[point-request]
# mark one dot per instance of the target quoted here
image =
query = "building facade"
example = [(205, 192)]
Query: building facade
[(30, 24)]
┄┄┄┄┄┄┄┄┄┄┄┄┄┄┄┄┄┄┄┄
§ Problem details:
Copy the listing above line for line, changing nothing.

§ Problem solution:
[point-request]
# mark one dot per instance of the target quoted here
image =
query = "building facade"
example = [(205, 192)]
Query: building facade
[(30, 24)]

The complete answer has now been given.